::: Provided records
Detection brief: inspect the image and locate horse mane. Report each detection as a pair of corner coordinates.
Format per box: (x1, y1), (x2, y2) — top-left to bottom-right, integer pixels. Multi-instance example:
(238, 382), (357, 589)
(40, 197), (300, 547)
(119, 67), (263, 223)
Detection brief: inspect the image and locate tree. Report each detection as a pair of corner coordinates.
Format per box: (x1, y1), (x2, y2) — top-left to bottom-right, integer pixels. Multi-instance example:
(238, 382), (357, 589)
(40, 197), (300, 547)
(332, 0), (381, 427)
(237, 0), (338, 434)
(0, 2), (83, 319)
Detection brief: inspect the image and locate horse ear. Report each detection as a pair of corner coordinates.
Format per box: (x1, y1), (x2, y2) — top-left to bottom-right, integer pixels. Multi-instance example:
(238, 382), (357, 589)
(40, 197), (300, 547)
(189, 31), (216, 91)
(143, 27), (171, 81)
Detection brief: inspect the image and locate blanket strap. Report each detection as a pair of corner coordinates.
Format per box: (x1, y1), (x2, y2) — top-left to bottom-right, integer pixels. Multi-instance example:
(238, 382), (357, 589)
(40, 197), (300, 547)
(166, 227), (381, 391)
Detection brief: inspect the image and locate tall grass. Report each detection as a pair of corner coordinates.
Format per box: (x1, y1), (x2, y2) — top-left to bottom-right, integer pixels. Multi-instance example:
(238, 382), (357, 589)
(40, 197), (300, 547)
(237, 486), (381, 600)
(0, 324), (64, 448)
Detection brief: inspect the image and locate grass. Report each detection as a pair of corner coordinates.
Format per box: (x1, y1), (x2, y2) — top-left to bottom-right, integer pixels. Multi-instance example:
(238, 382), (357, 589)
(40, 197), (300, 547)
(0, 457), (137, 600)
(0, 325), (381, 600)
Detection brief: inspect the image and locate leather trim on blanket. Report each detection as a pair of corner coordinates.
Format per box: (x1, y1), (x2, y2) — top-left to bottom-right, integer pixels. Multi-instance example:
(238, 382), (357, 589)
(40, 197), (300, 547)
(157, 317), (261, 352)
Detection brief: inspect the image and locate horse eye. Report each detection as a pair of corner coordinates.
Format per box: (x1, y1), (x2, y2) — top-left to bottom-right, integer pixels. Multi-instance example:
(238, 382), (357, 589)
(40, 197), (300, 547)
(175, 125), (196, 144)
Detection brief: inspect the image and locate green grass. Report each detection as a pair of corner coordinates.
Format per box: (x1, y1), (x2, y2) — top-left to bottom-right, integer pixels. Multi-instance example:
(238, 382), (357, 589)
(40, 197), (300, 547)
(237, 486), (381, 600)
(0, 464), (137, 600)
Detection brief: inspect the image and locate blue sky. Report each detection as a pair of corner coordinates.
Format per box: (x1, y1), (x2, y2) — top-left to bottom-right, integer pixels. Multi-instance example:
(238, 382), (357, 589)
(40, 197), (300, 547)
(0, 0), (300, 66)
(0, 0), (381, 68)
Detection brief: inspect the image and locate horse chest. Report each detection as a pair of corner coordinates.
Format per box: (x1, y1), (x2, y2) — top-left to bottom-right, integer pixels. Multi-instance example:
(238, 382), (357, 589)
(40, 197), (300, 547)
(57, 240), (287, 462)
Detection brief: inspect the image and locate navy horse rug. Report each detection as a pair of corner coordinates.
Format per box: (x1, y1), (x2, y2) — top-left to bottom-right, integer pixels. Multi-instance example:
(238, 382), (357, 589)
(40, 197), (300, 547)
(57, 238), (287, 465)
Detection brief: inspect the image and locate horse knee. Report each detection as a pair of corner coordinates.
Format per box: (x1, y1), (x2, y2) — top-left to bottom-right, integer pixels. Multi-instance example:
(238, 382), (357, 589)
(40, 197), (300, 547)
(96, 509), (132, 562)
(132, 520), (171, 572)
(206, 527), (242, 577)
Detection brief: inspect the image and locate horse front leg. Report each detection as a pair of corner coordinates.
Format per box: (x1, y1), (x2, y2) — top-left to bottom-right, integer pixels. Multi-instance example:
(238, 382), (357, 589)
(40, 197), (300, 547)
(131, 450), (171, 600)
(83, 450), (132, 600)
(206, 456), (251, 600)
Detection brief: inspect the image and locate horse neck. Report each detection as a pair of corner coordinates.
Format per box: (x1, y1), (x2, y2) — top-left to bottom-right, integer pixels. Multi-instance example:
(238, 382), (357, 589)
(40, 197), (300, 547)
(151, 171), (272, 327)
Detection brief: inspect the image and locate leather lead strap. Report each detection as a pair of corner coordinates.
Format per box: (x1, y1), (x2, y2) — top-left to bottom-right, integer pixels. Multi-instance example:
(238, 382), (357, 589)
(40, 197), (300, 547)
::::::
■ Short task ■
Can you write out the lines from "Detection brief: inspect the image and locate tall" through "(0, 324), (64, 448)" again, changing "integer pixels" to "whole-number pixels" and leaving everything else as it is?

■ Answer in full ■
Detection brief: inspect the image and locate tall grass. Report each detection as a pair of corner coordinates.
Format per box: (x1, y1), (x2, y2) — top-left to bottom-right, whole-number pixels. Multi-instance example:
(238, 382), (357, 589)
(40, 197), (300, 547)
(237, 486), (381, 600)
(0, 324), (64, 448)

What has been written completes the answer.